## [Exercise]
Continue the grasshopper path solutions titled "Siddharth's Paths," picking up right after their last sentence.

## [Reading passage]
Siddharth's Paths

Since we want the grasshopper to reach the line $x = 36$ , we could ignore the ordinates of its motion. Hence, the problem is reduced to finding the number of ways for the grasshopper to jump $6$ or $9$ steps to the right, which is similar to finding the number of orderings of a sum of $6s$ and $9s$ to form $36$ . We break the problem into cases.

(To make it clear, the top number of the binomial coefficient represents the number of addends; the bottom number gives the number of $6s$ in the sum. This could be done, WLOG, for the number of $9s$ , as the numbers appear repeatedly in the sum, and the binomial coefficients will give similar results.)

CASE 1: Grasshopper jumps from $(m, n)$ to $((m + 6), (n + 9))$ at all times.

This is similar to ordering $\frac {36} {6} = 6$ $6s$ , which could be done in $\binom {6} {6} = \frac {6!} {6! 0!} = 1$ way.

CASE 2: Grasshopper jumps from $(m, n)$ to $((m + 6), (n + 9))$ at some instances, OR to $((m + 9), (n + 6))$ at others.

This is similar to ordering however many $6s$ and $9s$ can be fitted to make $36$ . But the LCM of $9$ and $6$ is $18$ ; hence, $3$ $6s$ can be replaced by $2$ $9s$ , and indeed $36 = 2 \times 9 + 3 \times 6$ . For this case, $3$ $6s$ and $2$ $9s$ can be ordered in $\binom {5} {3} = \frac {5!} {3! 2!} = 10$ ways.

CASE 3: Grasshopper jumps from $(m, n)$ to $((m + 9), (n + 6))$ at all times.

We now use $\frac {36} {9} = 4$ $9s$ , which could be done in $\binom {4} {0} = \frac {4!} {0! 4!} = 1$ way.

Therefore, the grasshopper can jump from the origin to the line $x = 36$ in $\boxed {1 + 10 + 1 = 12}$ ways.

Let the grasshopper takes a steps of type-1 and b steps of type-2.

Therefore, 6a + 9b = 36.

a = 6, b = 0 (1 way)

a = 3, b = 2 (in any order, hence 10 ways)

a = 0, b = 4 (1 way). Hence 12 different paths.

The question can be posed as: "How many different ways can you go up a flight of stairs of length 36 steps taking only 6 or 9 steps at a time?". Dividing all the values by 3, the question becomes "How many different ways can you go up a flight of stairs of length 12 steps taking only 2 or 3 steps at a time?".

This is a recursion problem, in which F (n+3) = F (n+1) + F (n), where F (n) is the number of ways to reach step "n".

Using this formula, there are 0 ways to get to the 1st step, 1 way to get to the 2nd step, 1 way to get to the 3rd step, (0+1=1) way to get to the 4th step, (1+1=2) ways to get to the 5th step, and so on so forth.

## [Material]
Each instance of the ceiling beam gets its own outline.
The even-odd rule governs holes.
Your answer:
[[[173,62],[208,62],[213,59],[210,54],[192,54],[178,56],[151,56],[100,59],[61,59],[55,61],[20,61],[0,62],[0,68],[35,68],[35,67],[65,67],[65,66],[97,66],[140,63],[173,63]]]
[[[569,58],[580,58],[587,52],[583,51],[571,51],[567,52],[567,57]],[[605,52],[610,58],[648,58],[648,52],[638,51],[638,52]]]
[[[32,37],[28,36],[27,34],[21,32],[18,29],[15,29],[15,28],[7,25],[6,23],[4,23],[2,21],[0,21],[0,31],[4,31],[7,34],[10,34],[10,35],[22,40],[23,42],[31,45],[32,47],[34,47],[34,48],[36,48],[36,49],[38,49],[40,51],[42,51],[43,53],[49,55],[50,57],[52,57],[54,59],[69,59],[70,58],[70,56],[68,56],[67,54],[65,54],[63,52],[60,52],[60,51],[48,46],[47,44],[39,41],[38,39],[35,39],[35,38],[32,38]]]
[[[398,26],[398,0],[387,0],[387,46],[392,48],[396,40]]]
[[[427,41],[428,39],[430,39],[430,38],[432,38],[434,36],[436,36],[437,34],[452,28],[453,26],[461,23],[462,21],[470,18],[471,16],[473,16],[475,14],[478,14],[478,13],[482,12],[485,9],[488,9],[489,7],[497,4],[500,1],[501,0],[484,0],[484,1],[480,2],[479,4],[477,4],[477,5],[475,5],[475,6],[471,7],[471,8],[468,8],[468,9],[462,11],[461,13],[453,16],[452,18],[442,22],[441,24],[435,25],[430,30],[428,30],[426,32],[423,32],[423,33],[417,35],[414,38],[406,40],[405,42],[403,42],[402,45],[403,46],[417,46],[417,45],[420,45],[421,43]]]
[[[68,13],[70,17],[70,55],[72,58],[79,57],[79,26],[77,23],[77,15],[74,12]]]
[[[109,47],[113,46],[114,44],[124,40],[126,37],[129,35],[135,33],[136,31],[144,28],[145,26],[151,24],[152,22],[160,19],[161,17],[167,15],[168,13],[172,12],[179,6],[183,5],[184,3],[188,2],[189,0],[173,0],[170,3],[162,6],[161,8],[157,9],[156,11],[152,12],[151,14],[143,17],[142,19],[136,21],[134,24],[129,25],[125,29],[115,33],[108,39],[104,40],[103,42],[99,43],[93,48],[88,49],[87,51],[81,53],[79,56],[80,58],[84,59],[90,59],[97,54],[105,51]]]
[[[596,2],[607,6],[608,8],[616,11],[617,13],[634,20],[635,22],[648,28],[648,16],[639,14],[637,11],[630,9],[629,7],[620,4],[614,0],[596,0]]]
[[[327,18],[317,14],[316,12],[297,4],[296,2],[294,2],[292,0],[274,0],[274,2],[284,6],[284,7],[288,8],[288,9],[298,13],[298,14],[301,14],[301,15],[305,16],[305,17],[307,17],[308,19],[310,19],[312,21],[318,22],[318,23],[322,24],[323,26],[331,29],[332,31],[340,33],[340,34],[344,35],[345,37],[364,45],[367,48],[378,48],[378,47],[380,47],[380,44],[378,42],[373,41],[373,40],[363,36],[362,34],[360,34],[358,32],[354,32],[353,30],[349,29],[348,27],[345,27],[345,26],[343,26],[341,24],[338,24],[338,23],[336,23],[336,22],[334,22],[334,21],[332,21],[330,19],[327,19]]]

## [Result for this task]
The number of ways to reach the 1st - 12th steps in order is: 0, 1, 1, 1, 2, 2, 3, 4, 5, 7, 9, 12 Thus, our answer is 12.

We can reduce the problem to using jumps of (m+3, n+2) and (m+2, n+3) to get to x = 12. Using binomial coefficients and counting possible paths, we get 1+ 10+ 1 = 12 possible ways.

Let's just look at the m part of the options, as we only care about how far the grasshopper is x-wise.

We then define the end possibilities: all 6s (six 6s) or all 9s. (four 9s). We also know that two 9s will cover the same distance as three 6s. Thus there are three possible endtotals of moves: all 6s, all 9s, or three 6s two 9s.

However, we are counting paths. There is only one possible path for each end scenario, so we only have to use combinations to find the number of arrangements for the middle one. 5c3 = 10.

10 + 2 = 12.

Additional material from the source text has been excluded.